---------- Entries

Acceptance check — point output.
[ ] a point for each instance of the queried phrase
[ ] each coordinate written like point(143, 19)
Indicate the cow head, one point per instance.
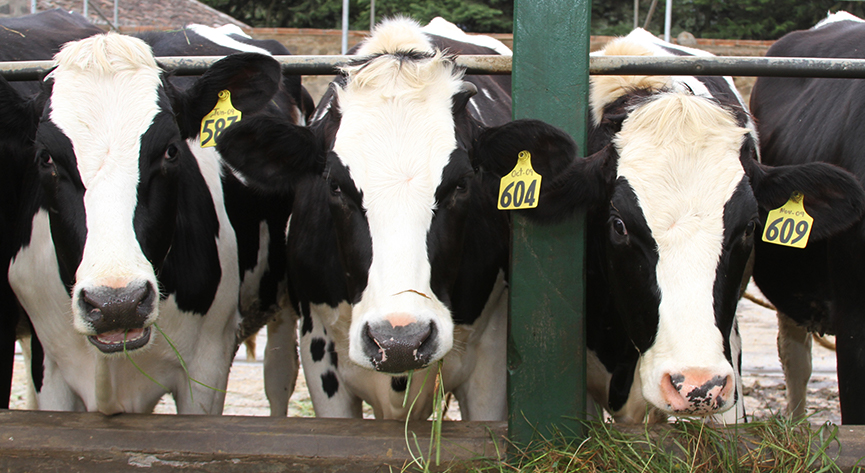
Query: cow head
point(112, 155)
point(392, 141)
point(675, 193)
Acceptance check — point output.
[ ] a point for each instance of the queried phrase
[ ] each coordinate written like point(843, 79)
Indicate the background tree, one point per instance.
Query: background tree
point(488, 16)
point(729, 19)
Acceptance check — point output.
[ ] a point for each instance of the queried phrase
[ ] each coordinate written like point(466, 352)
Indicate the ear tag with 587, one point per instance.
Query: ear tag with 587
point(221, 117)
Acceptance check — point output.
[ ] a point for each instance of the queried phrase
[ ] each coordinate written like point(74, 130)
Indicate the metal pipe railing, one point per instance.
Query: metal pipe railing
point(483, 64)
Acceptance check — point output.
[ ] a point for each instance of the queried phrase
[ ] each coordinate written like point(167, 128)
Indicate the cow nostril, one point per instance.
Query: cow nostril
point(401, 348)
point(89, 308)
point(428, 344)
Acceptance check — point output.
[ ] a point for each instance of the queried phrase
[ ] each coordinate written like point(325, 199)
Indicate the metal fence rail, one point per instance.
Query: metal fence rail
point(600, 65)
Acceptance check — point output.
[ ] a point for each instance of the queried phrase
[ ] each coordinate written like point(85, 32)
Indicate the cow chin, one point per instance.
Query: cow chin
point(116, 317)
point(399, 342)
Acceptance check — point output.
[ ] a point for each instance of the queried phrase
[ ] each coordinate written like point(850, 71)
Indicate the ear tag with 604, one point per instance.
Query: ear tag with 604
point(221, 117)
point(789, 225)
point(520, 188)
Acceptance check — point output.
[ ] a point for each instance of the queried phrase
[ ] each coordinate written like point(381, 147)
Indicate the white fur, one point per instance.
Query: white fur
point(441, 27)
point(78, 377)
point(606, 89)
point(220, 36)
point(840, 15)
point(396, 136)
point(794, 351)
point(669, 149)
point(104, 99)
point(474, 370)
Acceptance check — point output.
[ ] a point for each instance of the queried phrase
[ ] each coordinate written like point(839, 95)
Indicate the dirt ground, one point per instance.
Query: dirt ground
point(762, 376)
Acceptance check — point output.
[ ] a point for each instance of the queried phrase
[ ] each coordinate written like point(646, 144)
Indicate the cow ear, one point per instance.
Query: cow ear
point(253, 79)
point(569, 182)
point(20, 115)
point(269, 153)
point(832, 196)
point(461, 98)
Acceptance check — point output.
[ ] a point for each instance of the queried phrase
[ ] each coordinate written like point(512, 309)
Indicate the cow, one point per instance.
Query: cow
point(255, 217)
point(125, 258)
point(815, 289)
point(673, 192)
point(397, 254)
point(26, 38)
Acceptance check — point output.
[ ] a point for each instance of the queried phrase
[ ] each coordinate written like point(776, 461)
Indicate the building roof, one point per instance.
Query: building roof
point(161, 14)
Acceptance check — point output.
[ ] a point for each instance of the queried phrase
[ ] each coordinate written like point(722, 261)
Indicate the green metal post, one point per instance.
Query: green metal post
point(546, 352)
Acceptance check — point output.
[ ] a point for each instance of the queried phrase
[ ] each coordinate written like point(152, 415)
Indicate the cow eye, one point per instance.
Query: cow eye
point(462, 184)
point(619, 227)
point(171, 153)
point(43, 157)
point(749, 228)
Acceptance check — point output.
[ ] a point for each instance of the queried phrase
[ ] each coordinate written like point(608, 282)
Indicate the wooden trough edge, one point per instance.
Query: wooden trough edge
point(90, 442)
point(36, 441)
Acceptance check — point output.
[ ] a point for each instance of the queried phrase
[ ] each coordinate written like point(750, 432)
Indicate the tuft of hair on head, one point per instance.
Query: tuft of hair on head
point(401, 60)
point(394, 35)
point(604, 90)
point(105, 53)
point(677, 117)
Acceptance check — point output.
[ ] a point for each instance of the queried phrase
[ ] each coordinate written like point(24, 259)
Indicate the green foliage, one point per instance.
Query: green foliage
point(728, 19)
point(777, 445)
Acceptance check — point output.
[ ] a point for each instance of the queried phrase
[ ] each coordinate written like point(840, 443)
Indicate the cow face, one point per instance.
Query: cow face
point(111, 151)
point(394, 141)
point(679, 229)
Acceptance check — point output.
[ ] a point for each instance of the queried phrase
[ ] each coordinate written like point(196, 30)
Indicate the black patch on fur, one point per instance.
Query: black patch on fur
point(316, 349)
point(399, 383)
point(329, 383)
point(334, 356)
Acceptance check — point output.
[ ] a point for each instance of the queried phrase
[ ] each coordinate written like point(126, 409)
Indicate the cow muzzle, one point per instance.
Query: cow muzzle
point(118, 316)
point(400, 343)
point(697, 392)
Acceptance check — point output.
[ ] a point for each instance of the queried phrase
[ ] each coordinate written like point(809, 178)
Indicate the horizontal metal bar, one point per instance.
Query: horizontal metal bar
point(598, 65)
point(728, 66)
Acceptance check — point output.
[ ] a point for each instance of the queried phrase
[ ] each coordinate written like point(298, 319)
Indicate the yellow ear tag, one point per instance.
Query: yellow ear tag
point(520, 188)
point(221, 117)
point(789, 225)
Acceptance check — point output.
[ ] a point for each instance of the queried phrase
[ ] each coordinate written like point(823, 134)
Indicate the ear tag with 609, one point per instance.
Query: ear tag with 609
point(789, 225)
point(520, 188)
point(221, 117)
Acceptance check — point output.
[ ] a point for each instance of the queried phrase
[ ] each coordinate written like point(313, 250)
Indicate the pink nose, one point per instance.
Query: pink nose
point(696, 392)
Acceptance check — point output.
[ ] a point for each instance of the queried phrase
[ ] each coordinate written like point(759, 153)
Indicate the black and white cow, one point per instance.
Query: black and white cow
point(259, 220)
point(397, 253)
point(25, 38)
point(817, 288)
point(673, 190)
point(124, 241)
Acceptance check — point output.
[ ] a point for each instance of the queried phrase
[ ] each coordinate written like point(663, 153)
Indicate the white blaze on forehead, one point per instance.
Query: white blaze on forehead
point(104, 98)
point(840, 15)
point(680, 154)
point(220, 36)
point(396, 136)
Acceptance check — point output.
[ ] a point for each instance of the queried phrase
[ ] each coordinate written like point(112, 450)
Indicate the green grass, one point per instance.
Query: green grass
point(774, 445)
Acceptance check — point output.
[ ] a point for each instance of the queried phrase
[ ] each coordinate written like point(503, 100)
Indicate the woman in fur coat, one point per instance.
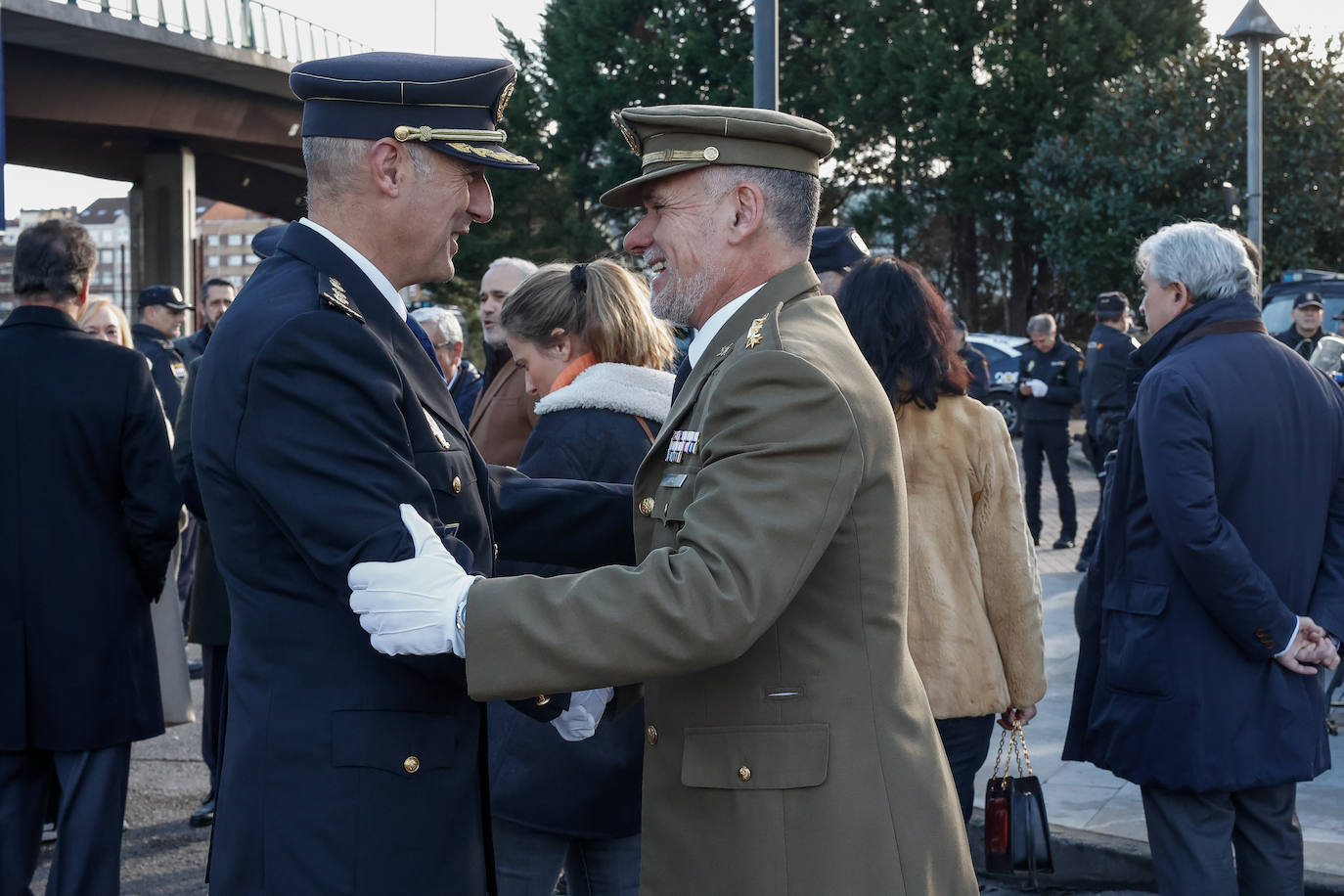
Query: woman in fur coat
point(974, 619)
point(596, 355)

--------------------

Problem description ->
Duplicate all of the items above line for line, and omit the pictures from your copy.

Task answer ->
Acceptance check — point output.
[ ] a point for each instance of the queried phrase
[ ] each coordinate written like point(143, 19)
Indicate the cow head, one point per instance.
Query: cow head
point(112, 155)
point(392, 141)
point(675, 193)
Acceptance check — point output.
[ ] a point for each instance of the queried phrase
[ ] each coordinate written like point(843, 79)
Indicate the background tree, one point per instance.
Query: background tree
point(488, 16)
point(729, 19)
Acceptance check — point output.
[ ] a point for each instance of the queried phrase
[ ] each coordinate written like point(466, 352)
Indicate the ear tag with 587, one point per instance.
Query: ear tag with 587
point(221, 117)
Acceptance check — point output.
[ ] a point for each instance of the queried phrase
[ ] each coordinate written like point(74, 130)
Indicate the metal pipe railing, one point per instance.
Query: metal pipe railing
point(483, 64)
Acceptance check — point output.
[ ] a point for each instance of the queried phrase
[ ] each coordinate written like point(167, 128)
Indicate the cow nostril, one point per instance.
Query: cow nostril
point(401, 348)
point(89, 308)
point(428, 344)
Acceptance check — point output.
[ ] a point for each instance of the queried phrase
[ ] each coordinate written like point(325, 199)
Indicate the metal fence rail, one point per instance.
Query: metal fence rail
point(600, 65)
Acceptance check — point output.
[ ] a point for each instance of the queried phrase
[ ] each coordinate written like point(85, 32)
Indicate the cow chin, one point per instance.
Query: cow chin
point(116, 317)
point(399, 342)
Acceptance check — point output.
[ ] a point for each instance of the queried phrase
[ ] each coordinate written like point(850, 71)
Indicate the ear tag with 604, one point per instance.
Query: ear tag with 604
point(221, 117)
point(789, 225)
point(520, 188)
Acceptance check — point output.
[ ] a point for each instance of the queried phrase
[ ] each coordinate written like point(381, 147)
Indicate the white fur, one point per instance.
Query: white fur
point(441, 27)
point(78, 377)
point(606, 89)
point(220, 36)
point(840, 15)
point(396, 136)
point(794, 351)
point(669, 149)
point(104, 99)
point(474, 370)
Acceptance check — point output.
[ ] a point for each instance of the queried phrase
[ ] each coordinate written like point(839, 95)
Indicate the dirt ground, one point per instance.
Query: dirt ground
point(762, 376)
Acceptance check — point output.
[ ] a point for each instance of the queried phrase
[ ] each coordinate written like point(646, 144)
Indicate the cow ear, one point per instance.
Query: cow ear
point(253, 79)
point(569, 182)
point(20, 115)
point(269, 153)
point(832, 196)
point(461, 98)
Acceptance check — point output.
[ ] a point for each instance of the queried phrase
[ ] each coordinate written like point(512, 309)
Indicate the cow, one point per instance.
Query: cow
point(255, 217)
point(125, 258)
point(815, 289)
point(673, 192)
point(397, 254)
point(26, 38)
Acceptance check — point output.
[ ] a point for each instance of the queried phrase
[ ] each coordinate written like point(776, 461)
Indicate the building roof, one point per instance.
Query: building roof
point(161, 14)
Acceptance check — point output.
[ ] a point for each instance of the queried phrase
[ ] each coordinate written like point(722, 261)
Indicate the green metal post, one point per instance.
Query: green metal post
point(546, 352)
Acceptance check — point output.
[ ] a point for each instance of the queried phrase
[ ] each coordinate written like point(152, 415)
Indicate the cow eye, one point per instance.
Query: cow eye
point(462, 184)
point(619, 227)
point(171, 153)
point(43, 157)
point(749, 228)
Acceptance check — point output.
[ ] a point for each instance of the queried phrase
[ ] each coordinate written like point(608, 282)
Indicate the wooden trough edge, one point per instance.
Query: wooden trough edge
point(90, 442)
point(36, 441)
Acceptance check — point output.
[ ] a point for each instance of the queried phrase
[ ] each coordinate written like point(750, 432)
Indicate the tuft of hair on head, one point per instance.
Query: tuft of hair on head
point(401, 60)
point(394, 35)
point(604, 90)
point(105, 53)
point(677, 117)
Acceptance check — point output.
[ ] a point for each instance of the queried phrase
[ ] each coordinate written like point(24, 259)
Indicate the green foliage, one point per instance.
Query: green foliage
point(728, 19)
point(777, 445)
Acceptance check — point output.
[ ] a point for each instance of the queried phrase
[ ] each coordinate written like point(840, 443)
Indicate the cow face, one point per instance.
Query: cow face
point(111, 151)
point(394, 141)
point(679, 229)
Acceptance check — point output.
[ ] a point for each instance of the queried phrase
[ ] each coordinate written like point(196, 30)
Indicate the black patch on fur, one point per instance.
Query: black patch on fur
point(316, 349)
point(399, 383)
point(329, 383)
point(334, 356)
Acceptance check — point output.
[ ] a point for each instance of the queried phrase
[ ] each coordinate written like point(126, 409)
Indicate the cow muzzle, one point per instance.
Query: cow muzzle
point(118, 316)
point(400, 343)
point(697, 392)
Acceptance check — point output.
[ ] a point for each instance of the queried phrase
[ ] each coordinate written like point(809, 178)
Indicate the horizontal metal bar, one point per instance.
Query: horizontal metal bar
point(598, 65)
point(728, 66)
Acceptance check — point output.
[ ] a point for each instance of the queried phrase
[ ] each coordinate written like point(298, 319)
Indicate the yellow ear tag, one point per instance.
Query: yellow ear tag
point(520, 188)
point(221, 117)
point(789, 225)
Acceptance check — point output.
[ ] a point for each instance of the queried phrase
[ ] each coordinate written like point(823, 134)
Indicate the ear tag with 609, one point per instance.
Query: ear tag with 609
point(789, 225)
point(520, 188)
point(221, 117)
Acceptance check — point output.
[ ] a point for each instance of the queried phrase
[ ] each coordinate written like point(313, 250)
Indicate the pink nose, one point per instance.
Query: pink nose
point(696, 392)
Acceptance check — point output.
[ ] a point for each instance of the queried phrase
[ ] each coordinate written like point(759, 153)
Indicate the black and white cow, one point per instance.
Query: black and white cow
point(259, 220)
point(397, 253)
point(25, 38)
point(817, 288)
point(673, 190)
point(124, 241)
Acceptance check — point output.
[ ] a point for each instance of the queried phrase
[ ] each coordinate written like point(663, 153)
Indicate the white blaze on forehead, one point per instance.
Query: white blaze on forehead
point(104, 98)
point(840, 15)
point(680, 154)
point(220, 36)
point(396, 136)
Acceptance check — point output.
[ ] a point for each instance of the queried phrase
[ ] each coordinate written like point(112, 450)
Indicate the green grass, one point per instance.
Query: green grass
point(774, 445)
Acceptance check — point output.
[ ] a point for each instance of the queried phrase
[ ] each coordinate written like point(503, 100)
Indicate the woman in fur coat, one point per instance.
Query: woman in fur coat
point(974, 619)
point(596, 355)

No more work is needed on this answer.